Set problem — Render the lines of the listing, starting at the line that contains "Where in this photo can the gray corrugated" and ending at the end of the listing, as a JSON list of strings with one string per line and no blank lines. Leave the pictures out of your answer.

The records —
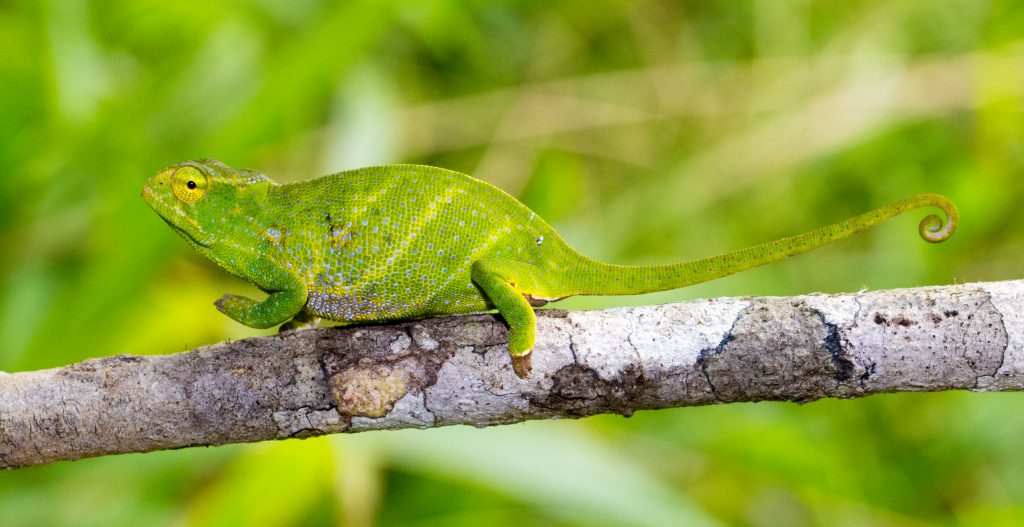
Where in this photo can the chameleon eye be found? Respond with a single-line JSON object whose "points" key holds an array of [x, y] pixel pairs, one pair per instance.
{"points": [[188, 184]]}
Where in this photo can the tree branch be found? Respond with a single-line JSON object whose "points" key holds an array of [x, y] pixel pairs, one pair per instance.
{"points": [[456, 370]]}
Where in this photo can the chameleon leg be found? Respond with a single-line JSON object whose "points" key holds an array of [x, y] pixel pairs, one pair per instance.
{"points": [[278, 308], [497, 279], [285, 302]]}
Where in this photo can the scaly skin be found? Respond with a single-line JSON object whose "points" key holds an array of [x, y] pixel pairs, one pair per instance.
{"points": [[409, 242]]}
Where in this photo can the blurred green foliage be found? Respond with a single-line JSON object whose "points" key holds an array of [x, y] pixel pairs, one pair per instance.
{"points": [[645, 131]]}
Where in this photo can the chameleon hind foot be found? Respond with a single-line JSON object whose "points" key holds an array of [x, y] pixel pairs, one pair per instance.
{"points": [[497, 278]]}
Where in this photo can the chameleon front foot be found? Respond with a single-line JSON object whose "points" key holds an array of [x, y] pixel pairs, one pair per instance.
{"points": [[522, 363]]}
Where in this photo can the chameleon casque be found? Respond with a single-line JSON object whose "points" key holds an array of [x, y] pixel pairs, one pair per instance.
{"points": [[406, 242]]}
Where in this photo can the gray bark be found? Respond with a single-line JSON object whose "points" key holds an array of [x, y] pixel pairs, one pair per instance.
{"points": [[456, 370]]}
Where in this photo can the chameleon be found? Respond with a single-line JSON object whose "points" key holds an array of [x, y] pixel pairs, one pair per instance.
{"points": [[408, 242]]}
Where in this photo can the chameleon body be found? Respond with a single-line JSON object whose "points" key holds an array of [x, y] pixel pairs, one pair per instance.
{"points": [[410, 242]]}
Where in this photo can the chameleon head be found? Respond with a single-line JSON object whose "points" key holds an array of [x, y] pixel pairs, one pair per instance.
{"points": [[196, 196]]}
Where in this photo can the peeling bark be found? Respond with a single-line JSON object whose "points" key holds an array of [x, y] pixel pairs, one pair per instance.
{"points": [[456, 370]]}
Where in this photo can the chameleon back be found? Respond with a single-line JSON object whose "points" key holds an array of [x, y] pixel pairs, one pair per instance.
{"points": [[398, 242]]}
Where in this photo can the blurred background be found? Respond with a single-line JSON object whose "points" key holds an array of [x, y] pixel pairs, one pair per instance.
{"points": [[644, 131]]}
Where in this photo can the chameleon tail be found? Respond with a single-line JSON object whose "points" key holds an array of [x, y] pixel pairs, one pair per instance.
{"points": [[592, 277]]}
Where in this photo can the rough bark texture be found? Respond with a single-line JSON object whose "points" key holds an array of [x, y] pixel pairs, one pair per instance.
{"points": [[456, 370]]}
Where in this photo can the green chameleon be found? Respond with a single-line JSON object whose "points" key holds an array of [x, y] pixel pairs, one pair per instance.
{"points": [[406, 242]]}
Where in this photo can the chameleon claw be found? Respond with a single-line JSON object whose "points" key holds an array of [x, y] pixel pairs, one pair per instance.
{"points": [[522, 363]]}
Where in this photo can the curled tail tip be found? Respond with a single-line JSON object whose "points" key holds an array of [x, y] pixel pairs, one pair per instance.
{"points": [[933, 228]]}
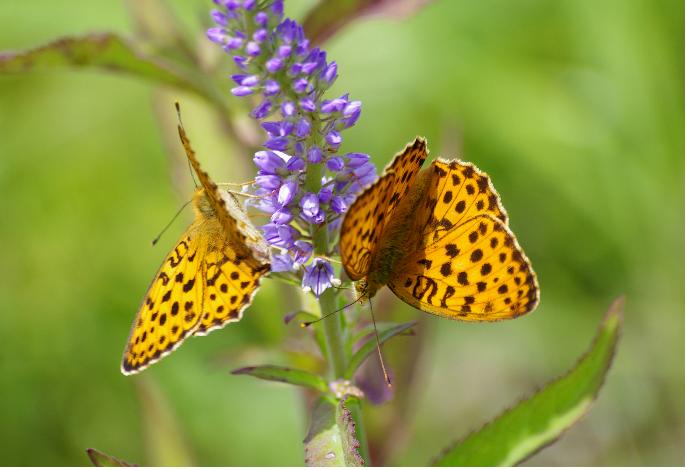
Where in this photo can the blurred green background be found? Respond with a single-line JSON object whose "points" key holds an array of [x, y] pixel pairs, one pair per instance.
{"points": [[575, 108]]}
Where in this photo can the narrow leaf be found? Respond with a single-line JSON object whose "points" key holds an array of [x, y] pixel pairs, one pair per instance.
{"points": [[326, 18], [105, 51], [100, 459], [539, 420], [286, 375], [385, 334], [331, 440]]}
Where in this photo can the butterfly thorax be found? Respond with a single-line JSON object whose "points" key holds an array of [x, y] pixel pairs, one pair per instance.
{"points": [[398, 238]]}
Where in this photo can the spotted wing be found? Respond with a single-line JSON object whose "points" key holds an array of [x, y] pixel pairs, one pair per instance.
{"points": [[365, 220], [405, 167], [458, 191], [231, 281], [171, 307], [363, 225], [213, 195], [469, 265]]}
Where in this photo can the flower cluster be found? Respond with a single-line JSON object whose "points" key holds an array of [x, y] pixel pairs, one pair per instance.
{"points": [[303, 183]]}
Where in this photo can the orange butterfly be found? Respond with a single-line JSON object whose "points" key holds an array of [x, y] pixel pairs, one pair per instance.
{"points": [[206, 281], [439, 238]]}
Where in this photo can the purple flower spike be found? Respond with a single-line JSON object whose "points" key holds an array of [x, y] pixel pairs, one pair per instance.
{"points": [[217, 35], [274, 129], [302, 128], [287, 192], [302, 251], [277, 61], [329, 74], [273, 65], [333, 138], [262, 110], [314, 155], [268, 161], [242, 91], [282, 216], [261, 19], [308, 104], [288, 109], [219, 17], [310, 205], [277, 143], [260, 35], [253, 49], [281, 263], [335, 105], [335, 164], [356, 159], [295, 164], [271, 88], [279, 235], [338, 205], [300, 85], [325, 194], [284, 51], [319, 276], [269, 182]]}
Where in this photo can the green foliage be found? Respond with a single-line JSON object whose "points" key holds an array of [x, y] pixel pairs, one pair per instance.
{"points": [[577, 100], [540, 419], [100, 459], [331, 439], [106, 51], [286, 375], [386, 332]]}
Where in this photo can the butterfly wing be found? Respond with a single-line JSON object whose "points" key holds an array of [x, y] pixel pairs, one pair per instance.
{"points": [[171, 307], [469, 265], [366, 218], [230, 284], [213, 195]]}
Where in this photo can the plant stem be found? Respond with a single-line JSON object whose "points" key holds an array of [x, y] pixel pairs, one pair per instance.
{"points": [[333, 328]]}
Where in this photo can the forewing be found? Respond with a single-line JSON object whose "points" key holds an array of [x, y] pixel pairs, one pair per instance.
{"points": [[365, 220], [363, 225], [213, 195], [469, 265], [171, 307], [405, 167], [231, 281], [458, 191]]}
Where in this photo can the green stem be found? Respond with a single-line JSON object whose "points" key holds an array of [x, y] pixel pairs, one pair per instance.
{"points": [[333, 328]]}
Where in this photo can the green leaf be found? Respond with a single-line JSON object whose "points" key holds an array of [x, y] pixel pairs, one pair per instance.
{"points": [[286, 375], [539, 420], [326, 18], [331, 439], [103, 460], [106, 51], [386, 332]]}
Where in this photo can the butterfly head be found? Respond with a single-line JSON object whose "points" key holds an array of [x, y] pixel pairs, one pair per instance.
{"points": [[201, 203], [364, 290]]}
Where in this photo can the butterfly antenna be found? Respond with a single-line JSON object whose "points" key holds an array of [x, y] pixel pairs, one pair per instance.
{"points": [[308, 323], [184, 141], [379, 347], [170, 222]]}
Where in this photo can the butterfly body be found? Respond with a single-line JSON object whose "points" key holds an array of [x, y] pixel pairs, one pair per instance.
{"points": [[205, 282], [439, 239], [396, 241]]}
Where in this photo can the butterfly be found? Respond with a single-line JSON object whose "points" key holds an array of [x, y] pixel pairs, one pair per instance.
{"points": [[439, 239], [205, 282]]}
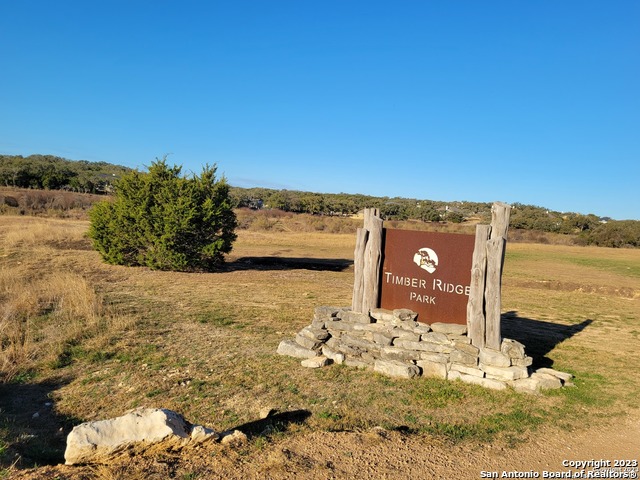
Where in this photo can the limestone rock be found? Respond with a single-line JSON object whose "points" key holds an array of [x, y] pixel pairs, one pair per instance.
{"points": [[432, 369], [354, 317], [458, 356], [292, 349], [505, 373], [326, 312], [306, 342], [565, 378], [404, 314], [96, 442], [396, 369], [436, 337], [522, 362], [463, 369], [315, 362], [512, 348], [494, 358], [337, 357], [356, 362], [546, 381], [484, 382], [405, 334], [449, 328], [313, 333], [382, 315], [398, 354]]}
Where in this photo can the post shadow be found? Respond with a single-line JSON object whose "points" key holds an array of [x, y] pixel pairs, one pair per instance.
{"points": [[277, 422], [37, 433], [287, 263], [538, 337]]}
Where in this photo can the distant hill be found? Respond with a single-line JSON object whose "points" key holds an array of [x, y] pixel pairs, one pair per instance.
{"points": [[54, 173], [48, 172]]}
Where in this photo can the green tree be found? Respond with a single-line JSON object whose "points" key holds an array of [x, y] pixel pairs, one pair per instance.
{"points": [[165, 221]]}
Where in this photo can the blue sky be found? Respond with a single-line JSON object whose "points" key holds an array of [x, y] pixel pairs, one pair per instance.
{"points": [[536, 102]]}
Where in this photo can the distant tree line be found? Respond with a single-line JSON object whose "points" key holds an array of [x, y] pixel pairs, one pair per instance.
{"points": [[346, 204], [50, 172], [47, 172]]}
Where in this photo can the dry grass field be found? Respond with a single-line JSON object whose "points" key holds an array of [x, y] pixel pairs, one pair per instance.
{"points": [[82, 341]]}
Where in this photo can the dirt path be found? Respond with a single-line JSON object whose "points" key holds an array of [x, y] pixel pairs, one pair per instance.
{"points": [[379, 454], [390, 455]]}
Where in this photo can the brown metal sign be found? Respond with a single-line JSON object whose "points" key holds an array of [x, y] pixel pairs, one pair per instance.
{"points": [[427, 272]]}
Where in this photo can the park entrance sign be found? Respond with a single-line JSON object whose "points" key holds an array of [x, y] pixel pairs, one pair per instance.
{"points": [[445, 278], [427, 272]]}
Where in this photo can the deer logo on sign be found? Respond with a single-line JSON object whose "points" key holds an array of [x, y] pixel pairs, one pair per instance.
{"points": [[426, 259]]}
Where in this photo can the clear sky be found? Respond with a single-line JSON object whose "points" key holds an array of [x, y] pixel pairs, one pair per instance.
{"points": [[535, 101]]}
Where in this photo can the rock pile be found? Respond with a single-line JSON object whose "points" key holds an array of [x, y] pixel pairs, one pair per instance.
{"points": [[393, 343]]}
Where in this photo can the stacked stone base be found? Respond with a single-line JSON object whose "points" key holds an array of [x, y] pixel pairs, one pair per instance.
{"points": [[393, 343]]}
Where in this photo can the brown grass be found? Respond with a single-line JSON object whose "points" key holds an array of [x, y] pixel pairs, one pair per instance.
{"points": [[204, 344]]}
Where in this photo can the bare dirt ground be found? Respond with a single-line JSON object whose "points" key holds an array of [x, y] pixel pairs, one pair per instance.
{"points": [[590, 327], [378, 454]]}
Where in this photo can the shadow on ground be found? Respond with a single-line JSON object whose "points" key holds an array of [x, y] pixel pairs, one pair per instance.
{"points": [[289, 263], [277, 422], [538, 337], [30, 430]]}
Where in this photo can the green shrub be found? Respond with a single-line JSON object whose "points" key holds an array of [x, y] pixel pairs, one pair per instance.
{"points": [[165, 221]]}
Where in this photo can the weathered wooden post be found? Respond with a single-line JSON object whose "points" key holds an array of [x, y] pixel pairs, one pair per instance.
{"points": [[475, 307], [483, 308], [367, 262]]}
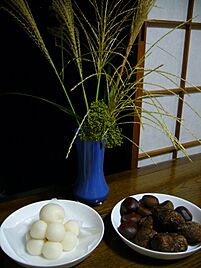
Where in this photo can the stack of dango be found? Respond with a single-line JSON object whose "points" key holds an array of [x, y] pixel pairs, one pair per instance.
{"points": [[52, 234], [158, 226]]}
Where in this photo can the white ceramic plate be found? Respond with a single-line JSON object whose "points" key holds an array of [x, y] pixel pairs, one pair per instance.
{"points": [[195, 210], [15, 226]]}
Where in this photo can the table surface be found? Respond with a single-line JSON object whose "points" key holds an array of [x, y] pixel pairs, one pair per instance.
{"points": [[181, 178]]}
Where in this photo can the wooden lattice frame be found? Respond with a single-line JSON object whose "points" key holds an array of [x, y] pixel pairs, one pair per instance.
{"points": [[188, 25]]}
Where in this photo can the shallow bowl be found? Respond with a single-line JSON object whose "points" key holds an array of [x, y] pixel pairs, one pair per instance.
{"points": [[14, 228], [195, 210]]}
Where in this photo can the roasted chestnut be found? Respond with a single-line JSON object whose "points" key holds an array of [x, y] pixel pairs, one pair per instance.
{"points": [[149, 201], [128, 229], [192, 232], [184, 212], [132, 217], [129, 205]]}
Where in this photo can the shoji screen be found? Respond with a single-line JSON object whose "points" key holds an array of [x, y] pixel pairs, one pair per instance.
{"points": [[177, 50]]}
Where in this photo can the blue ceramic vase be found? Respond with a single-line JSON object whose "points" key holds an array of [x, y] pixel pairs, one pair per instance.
{"points": [[90, 186]]}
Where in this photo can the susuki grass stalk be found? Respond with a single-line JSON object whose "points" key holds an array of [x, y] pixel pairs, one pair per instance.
{"points": [[101, 36]]}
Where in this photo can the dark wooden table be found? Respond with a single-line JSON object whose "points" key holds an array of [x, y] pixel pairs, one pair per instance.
{"points": [[181, 178]]}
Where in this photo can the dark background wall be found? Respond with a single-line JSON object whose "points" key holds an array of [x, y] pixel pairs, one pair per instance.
{"points": [[34, 136]]}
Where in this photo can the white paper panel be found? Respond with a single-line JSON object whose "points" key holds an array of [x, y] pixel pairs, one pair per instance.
{"points": [[194, 61], [197, 11], [167, 52], [150, 137], [192, 118], [169, 10]]}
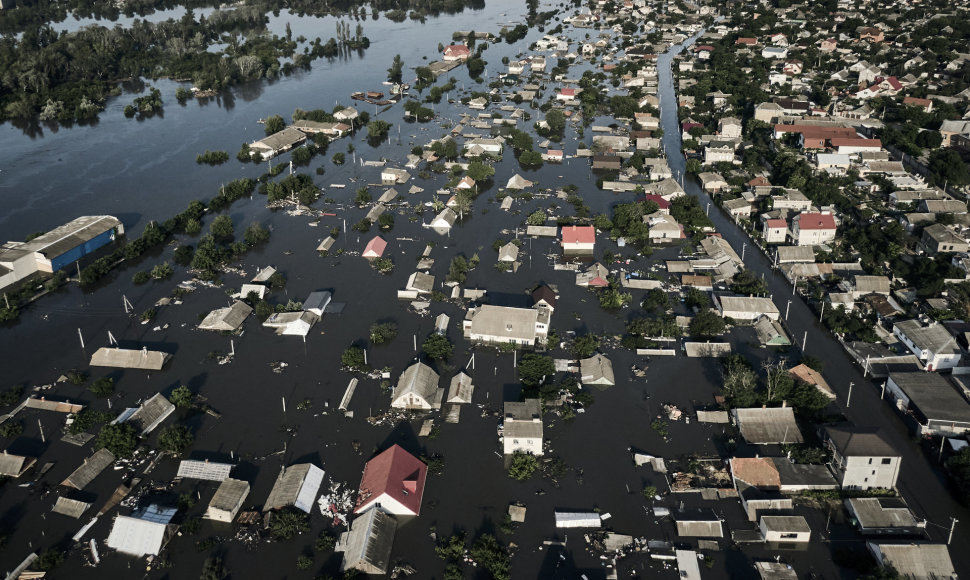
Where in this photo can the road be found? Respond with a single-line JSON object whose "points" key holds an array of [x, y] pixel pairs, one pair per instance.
{"points": [[921, 481]]}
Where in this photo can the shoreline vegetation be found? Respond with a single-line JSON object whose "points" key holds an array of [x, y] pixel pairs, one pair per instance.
{"points": [[67, 77]]}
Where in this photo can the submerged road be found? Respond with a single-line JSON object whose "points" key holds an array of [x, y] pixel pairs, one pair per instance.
{"points": [[922, 482]]}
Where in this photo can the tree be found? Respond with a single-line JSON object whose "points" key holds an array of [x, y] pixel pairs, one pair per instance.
{"points": [[534, 368], [522, 466], [353, 358], [221, 228], [274, 124], [946, 166], [458, 269], [119, 438], [556, 121], [748, 282], [487, 552], [584, 346], [103, 387], [287, 523], [256, 234], [383, 332], [536, 218], [656, 299], [437, 347], [182, 396], [480, 171], [175, 439], [397, 66], [378, 129], [706, 324]]}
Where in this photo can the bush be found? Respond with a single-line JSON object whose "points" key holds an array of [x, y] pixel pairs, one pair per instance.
{"points": [[437, 347], [353, 358], [119, 438], [287, 523], [175, 439], [103, 387], [10, 429], [522, 466], [381, 333]]}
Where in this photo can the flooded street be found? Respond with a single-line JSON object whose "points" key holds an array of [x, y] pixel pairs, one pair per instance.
{"points": [[145, 170]]}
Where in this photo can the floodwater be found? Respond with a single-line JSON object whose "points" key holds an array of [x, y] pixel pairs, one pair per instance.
{"points": [[143, 170]]}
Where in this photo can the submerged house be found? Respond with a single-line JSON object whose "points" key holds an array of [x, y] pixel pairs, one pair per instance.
{"points": [[296, 486], [417, 389], [366, 546], [393, 482], [143, 533]]}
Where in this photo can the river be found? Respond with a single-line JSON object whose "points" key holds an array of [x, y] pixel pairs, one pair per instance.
{"points": [[142, 170]]}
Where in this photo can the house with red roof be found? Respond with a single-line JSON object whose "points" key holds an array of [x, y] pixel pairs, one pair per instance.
{"points": [[374, 248], [566, 94], [775, 231], [812, 229], [454, 52], [662, 204], [394, 482], [578, 238]]}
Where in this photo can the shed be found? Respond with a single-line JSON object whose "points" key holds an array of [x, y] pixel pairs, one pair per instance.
{"points": [[596, 370], [90, 469], [461, 389], [770, 332], [883, 516], [227, 500], [762, 426], [699, 524], [508, 253], [785, 529], [15, 465], [374, 248], [578, 519], [366, 546], [296, 486], [144, 533], [916, 561], [70, 507], [144, 359], [417, 389], [207, 470], [226, 319], [151, 413], [317, 302]]}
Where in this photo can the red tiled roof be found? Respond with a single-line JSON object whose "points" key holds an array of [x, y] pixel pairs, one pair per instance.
{"points": [[756, 471], [396, 473], [376, 246], [658, 199], [578, 235], [855, 142], [816, 221], [457, 50]]}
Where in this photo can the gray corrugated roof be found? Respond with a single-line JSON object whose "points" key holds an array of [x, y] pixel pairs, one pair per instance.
{"points": [[151, 413], [764, 425], [90, 469], [70, 507], [367, 546]]}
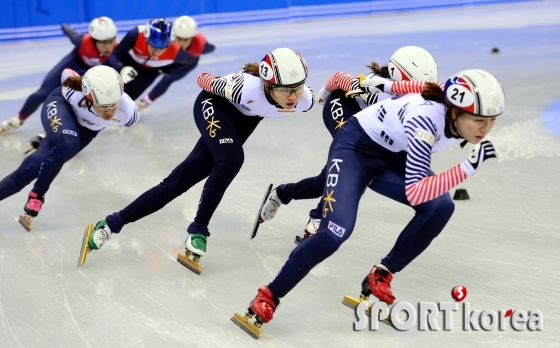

Answer to this exercise —
[
  "Where in this photo can the gray corrugated roof be found? Respond with a single-line JSON object whose \"points\" key holds an array of [x, y] pixel pairs, one pair per instance.",
  "{\"points\": [[151, 413], [764, 425], [90, 469], [70, 507], [367, 546]]}"
]